> _Aim of the exercise_
Transcribe exactly the line containing "the car windshield." and the remaining lines of the listing below, through the very last.

Segment Open

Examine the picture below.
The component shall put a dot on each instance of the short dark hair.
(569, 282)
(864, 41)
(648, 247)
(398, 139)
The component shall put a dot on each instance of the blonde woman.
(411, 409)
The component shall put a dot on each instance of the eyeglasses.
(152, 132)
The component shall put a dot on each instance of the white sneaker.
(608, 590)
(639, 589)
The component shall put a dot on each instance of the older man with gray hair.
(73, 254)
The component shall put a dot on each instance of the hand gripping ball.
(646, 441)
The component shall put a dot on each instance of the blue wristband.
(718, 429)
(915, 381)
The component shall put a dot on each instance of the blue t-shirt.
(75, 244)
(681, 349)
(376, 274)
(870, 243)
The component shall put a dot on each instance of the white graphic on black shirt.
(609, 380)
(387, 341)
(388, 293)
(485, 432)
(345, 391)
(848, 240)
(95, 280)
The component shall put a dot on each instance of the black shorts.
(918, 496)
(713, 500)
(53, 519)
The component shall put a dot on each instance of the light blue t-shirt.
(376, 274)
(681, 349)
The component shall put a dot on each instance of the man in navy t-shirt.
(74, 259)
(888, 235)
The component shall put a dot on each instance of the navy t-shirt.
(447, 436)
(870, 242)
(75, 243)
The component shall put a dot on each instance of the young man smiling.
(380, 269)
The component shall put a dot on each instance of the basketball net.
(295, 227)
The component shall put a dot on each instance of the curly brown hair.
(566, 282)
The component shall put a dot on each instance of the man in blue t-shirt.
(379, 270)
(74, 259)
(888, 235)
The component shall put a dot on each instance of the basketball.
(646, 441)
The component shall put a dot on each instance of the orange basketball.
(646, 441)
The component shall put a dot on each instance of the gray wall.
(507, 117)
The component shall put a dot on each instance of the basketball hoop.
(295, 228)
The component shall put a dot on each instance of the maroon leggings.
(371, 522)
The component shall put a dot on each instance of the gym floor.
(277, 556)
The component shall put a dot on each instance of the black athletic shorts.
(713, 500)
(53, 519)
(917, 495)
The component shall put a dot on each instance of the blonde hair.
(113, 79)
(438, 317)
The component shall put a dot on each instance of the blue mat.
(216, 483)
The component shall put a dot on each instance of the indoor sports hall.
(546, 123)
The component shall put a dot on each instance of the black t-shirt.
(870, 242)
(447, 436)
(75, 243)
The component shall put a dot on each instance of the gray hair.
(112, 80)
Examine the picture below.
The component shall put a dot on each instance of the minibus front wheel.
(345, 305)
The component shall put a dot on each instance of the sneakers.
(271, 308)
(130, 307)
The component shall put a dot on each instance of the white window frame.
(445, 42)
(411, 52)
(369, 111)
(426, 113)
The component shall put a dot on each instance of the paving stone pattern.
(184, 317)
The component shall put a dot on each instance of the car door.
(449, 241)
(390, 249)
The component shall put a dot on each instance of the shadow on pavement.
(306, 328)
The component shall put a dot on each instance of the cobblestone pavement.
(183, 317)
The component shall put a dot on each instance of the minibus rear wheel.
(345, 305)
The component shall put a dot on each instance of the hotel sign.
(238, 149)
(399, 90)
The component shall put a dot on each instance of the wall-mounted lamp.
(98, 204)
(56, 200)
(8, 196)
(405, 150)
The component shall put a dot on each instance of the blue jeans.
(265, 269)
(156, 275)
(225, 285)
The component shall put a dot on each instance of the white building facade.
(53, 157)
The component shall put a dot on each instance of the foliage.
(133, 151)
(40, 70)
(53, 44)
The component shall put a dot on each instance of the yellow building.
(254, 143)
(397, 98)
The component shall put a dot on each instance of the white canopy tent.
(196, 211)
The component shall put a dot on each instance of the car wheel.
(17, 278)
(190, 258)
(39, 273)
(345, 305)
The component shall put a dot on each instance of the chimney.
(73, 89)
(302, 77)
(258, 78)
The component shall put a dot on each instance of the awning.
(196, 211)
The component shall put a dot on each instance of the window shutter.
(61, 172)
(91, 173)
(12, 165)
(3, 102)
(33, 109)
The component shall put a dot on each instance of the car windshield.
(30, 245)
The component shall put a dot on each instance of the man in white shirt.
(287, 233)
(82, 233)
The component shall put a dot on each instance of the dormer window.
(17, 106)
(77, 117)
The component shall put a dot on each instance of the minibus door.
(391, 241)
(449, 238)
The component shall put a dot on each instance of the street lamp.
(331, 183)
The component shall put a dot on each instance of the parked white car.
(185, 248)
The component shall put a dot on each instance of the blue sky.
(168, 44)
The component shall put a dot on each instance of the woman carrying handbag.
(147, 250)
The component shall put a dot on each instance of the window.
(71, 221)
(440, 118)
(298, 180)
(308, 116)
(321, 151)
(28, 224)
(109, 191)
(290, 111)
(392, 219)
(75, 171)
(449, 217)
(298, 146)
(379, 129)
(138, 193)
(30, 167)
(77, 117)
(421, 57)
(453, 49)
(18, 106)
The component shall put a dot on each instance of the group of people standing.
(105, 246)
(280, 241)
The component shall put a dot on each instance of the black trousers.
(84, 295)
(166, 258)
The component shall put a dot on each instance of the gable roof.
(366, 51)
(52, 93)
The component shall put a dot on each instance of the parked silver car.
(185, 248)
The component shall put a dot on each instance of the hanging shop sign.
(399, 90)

Segment Closed

> _Written solution_
The component shall put a dot on each instance of the car windshield.
(30, 245)
The component shall put a dot on each instance of the man in white shirt.
(287, 233)
(82, 233)
The component shall put a dot on each instance of the dormer window.
(17, 106)
(77, 117)
The component shall put a dot on each instance of the minibus door.
(391, 241)
(449, 238)
The component shall put a dot on each instance of the street lamp.
(331, 183)
The component shall put a dot on each instance of the parked white car.
(185, 248)
The component shall put a dot on each instance of the blue sky.
(168, 44)
The component shall put a dot on each instance of the woman carrying handbag.
(147, 250)
The component shall put a dot on each instance of the window.
(71, 221)
(440, 118)
(298, 180)
(308, 116)
(321, 151)
(28, 224)
(109, 191)
(290, 111)
(392, 219)
(75, 171)
(449, 217)
(298, 146)
(379, 129)
(138, 193)
(30, 167)
(77, 117)
(421, 57)
(453, 49)
(18, 106)
The component shall put a dot on each instance of the group of people standing.
(105, 246)
(280, 241)
The component shall put a dot on each instance of the black trousers.
(84, 295)
(166, 258)
The component shall put a dot on each instance of the gable roof.
(366, 51)
(52, 93)
The component shall put a dot on each instance of the parked silver car.
(185, 248)
The component shall put a dot on each instance of the hanging shop sign.
(399, 90)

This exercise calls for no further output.